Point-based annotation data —

-- START --

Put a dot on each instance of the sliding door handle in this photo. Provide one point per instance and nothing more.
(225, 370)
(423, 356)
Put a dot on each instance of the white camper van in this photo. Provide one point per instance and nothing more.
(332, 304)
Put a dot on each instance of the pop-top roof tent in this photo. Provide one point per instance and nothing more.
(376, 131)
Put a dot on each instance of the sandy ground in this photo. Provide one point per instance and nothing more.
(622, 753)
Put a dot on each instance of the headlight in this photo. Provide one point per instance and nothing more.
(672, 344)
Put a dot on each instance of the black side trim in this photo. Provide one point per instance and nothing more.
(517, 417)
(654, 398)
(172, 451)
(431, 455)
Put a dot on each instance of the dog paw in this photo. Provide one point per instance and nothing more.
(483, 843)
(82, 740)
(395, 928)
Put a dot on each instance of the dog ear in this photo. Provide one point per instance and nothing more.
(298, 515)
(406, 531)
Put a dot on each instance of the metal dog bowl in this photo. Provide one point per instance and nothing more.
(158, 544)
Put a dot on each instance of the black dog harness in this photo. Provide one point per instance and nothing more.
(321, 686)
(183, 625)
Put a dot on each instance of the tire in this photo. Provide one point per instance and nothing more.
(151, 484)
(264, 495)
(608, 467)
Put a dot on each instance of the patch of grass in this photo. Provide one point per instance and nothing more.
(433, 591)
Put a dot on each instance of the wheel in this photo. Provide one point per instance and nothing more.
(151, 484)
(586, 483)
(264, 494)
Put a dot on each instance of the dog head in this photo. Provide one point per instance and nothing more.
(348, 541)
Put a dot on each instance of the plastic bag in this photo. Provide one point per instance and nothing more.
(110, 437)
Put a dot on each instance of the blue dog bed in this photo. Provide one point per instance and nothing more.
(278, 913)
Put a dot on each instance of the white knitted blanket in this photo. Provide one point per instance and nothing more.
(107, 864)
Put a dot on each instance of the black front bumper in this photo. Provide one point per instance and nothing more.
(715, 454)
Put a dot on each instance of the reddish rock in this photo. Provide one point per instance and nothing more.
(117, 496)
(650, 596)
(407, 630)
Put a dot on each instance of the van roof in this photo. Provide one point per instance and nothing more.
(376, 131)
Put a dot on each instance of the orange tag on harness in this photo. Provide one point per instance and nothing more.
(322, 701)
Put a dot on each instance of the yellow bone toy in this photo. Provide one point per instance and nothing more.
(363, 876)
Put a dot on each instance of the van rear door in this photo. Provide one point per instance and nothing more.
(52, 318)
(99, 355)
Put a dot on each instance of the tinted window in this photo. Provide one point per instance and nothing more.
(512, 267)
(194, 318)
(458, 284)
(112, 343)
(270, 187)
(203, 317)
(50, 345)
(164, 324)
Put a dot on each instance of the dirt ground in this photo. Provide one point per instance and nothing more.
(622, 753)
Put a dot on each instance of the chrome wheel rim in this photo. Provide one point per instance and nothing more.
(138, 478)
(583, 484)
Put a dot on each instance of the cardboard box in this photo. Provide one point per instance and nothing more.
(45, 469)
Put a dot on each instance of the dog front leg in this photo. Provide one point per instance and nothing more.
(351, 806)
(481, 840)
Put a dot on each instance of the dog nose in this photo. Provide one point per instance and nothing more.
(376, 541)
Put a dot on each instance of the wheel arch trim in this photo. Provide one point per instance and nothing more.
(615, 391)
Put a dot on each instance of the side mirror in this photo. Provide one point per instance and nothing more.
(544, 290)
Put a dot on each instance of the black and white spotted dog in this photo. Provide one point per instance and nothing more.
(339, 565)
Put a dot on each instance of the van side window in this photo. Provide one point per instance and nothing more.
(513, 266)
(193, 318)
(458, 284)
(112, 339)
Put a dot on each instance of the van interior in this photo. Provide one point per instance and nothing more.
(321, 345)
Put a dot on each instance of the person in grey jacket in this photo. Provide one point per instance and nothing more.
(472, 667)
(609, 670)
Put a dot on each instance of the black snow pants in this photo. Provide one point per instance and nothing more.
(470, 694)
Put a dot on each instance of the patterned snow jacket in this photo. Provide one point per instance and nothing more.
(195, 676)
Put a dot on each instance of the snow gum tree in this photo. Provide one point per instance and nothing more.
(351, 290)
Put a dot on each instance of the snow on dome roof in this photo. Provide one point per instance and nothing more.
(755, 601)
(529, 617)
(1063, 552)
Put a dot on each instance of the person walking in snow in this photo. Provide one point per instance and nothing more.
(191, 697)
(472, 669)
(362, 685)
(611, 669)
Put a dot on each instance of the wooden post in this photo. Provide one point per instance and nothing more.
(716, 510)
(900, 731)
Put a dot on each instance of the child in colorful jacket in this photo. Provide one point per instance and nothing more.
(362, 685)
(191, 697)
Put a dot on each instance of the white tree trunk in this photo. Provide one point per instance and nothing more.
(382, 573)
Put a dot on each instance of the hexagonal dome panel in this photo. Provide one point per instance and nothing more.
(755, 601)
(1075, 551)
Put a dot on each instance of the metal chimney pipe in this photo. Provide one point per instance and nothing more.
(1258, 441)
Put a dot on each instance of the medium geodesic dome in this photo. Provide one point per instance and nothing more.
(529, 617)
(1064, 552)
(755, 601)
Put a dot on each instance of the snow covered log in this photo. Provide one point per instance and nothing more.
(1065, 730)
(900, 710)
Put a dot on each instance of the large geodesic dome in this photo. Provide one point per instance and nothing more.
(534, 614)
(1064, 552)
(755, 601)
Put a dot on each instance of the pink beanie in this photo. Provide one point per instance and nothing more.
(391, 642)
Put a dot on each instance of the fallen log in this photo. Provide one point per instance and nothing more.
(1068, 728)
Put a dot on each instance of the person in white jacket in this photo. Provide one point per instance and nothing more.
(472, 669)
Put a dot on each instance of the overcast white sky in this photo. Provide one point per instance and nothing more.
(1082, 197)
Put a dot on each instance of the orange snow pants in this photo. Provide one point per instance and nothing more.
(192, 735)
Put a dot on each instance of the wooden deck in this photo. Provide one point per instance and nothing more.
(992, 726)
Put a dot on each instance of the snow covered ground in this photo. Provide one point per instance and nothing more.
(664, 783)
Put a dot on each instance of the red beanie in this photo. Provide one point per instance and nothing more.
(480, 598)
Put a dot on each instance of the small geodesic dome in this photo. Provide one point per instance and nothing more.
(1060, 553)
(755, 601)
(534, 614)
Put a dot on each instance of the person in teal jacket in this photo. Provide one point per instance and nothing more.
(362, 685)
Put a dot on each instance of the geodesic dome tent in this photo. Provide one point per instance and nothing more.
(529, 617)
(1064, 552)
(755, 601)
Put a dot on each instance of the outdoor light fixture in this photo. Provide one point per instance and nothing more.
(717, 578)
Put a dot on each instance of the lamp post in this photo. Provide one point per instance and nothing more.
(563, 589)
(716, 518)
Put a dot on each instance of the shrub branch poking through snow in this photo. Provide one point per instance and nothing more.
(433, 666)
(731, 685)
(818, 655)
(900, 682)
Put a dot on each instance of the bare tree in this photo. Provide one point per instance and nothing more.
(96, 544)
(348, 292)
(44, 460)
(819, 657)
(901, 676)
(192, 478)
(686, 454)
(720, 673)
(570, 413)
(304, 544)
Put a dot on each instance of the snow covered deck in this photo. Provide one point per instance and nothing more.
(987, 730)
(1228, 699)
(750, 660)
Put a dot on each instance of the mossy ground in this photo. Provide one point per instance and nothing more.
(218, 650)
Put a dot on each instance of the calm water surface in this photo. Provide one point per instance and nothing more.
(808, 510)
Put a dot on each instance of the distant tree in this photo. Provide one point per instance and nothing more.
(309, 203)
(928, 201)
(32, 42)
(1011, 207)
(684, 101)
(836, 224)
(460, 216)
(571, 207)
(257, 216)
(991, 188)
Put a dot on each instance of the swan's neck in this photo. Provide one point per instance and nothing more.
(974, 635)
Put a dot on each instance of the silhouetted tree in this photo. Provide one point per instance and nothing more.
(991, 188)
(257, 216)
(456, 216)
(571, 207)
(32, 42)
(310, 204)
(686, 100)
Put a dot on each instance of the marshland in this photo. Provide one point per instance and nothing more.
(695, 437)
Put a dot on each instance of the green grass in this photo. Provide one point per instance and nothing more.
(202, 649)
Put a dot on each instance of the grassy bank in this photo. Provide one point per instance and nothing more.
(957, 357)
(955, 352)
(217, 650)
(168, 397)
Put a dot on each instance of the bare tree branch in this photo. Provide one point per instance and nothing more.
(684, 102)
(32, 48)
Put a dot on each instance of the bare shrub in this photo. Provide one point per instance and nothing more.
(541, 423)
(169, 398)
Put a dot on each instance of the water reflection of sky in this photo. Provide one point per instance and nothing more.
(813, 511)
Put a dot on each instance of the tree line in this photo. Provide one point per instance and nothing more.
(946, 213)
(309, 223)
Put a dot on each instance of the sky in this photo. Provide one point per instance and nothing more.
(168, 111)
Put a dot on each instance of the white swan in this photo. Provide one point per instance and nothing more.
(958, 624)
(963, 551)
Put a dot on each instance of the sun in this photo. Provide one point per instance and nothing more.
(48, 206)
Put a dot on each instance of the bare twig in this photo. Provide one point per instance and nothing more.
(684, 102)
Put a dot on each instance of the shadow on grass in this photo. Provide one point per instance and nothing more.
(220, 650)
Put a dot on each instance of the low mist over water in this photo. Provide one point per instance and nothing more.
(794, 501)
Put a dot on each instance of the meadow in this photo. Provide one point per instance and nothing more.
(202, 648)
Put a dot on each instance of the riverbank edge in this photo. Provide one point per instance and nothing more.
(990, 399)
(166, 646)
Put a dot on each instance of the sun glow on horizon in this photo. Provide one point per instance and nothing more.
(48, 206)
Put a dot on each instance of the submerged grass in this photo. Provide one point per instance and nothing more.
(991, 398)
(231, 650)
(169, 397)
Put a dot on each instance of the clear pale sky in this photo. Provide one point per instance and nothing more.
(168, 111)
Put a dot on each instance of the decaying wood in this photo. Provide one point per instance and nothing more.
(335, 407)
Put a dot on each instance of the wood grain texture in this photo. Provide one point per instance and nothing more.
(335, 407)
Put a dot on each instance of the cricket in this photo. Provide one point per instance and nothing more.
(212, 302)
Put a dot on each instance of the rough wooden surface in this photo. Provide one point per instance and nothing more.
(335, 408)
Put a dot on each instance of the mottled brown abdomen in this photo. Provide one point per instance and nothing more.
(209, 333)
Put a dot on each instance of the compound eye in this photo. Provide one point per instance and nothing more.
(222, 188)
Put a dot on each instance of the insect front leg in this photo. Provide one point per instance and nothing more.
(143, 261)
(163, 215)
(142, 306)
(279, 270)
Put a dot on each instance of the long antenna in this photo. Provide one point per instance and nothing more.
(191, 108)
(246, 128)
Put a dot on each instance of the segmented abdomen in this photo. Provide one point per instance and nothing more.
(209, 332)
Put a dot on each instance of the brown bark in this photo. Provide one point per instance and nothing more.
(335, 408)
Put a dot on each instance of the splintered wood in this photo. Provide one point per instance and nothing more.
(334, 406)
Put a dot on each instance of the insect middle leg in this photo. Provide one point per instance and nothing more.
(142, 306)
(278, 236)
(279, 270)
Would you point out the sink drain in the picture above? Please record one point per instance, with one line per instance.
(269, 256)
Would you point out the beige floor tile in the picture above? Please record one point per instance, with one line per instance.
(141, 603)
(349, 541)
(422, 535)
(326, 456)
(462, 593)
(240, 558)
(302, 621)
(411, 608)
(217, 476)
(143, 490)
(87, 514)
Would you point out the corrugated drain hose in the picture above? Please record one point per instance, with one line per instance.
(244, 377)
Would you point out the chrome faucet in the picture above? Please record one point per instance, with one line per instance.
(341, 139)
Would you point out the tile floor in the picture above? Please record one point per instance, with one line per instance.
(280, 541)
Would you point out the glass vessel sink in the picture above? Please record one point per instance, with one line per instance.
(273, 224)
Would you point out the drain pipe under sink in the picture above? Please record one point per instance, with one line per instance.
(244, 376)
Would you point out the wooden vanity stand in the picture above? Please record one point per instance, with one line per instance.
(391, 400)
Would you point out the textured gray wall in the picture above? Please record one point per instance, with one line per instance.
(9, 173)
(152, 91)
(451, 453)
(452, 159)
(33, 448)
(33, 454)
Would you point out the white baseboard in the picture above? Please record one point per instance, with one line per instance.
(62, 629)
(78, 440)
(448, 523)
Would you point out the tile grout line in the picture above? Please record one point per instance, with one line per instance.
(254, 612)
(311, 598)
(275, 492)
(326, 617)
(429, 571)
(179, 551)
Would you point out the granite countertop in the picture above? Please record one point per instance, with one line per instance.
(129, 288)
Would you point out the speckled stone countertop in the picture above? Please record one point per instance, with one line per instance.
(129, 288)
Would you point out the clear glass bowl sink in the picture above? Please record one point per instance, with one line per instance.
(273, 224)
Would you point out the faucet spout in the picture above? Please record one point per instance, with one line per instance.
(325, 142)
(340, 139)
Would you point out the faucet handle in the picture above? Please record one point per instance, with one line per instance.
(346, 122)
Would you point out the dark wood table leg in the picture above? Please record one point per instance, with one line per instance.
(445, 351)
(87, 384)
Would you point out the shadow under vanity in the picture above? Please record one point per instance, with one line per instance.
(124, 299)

-- END --

What this task involves — Repeat the stretch of the data from the line containing "Would you point out the wooden" through the last line, keeping both ends.

Correct result —
Would you point out the wooden vanity stand in the picture above? Please record one point per instance, with one line per instance.
(391, 400)
Would you point out the textured gray wall in the picture above? Please record one point per instance, with one line per instance.
(9, 173)
(152, 91)
(451, 453)
(452, 159)
(33, 448)
(33, 454)
Would you point out the white baseboard in the picture above? Please record one point per instance, with one line per instance.
(62, 629)
(78, 440)
(448, 523)
Would you point out the tile grout line in the picture above? Please record one point per instance, with one line per instance.
(254, 612)
(311, 598)
(275, 492)
(326, 617)
(429, 571)
(179, 551)
Would you point out the granite countertop in the picture above? Please record one point per instance, with one line per instance.
(129, 288)
Would you point out the speckled stone countertop in the picture above? Please record one point per instance, with one line per instance.
(129, 288)
Would you point out the clear glass bowl sink in the picture above? Please record one point per instance, with one line per instance.
(273, 224)
Would you point out the faucet spout in the picture above? Please record one point per instance, with one line per instance.
(325, 142)
(340, 139)
Would you point out the faucet handle in the picture above? Please record one point per instance, with one line per instance.
(346, 122)
Would you point out the dark wood table leg in the picture above? Please record one point per instance, with one line per instance.
(445, 351)
(87, 384)
Would you point out the shadow under vanity in the picture above? Please record one point per instance, with one line per instance.
(124, 299)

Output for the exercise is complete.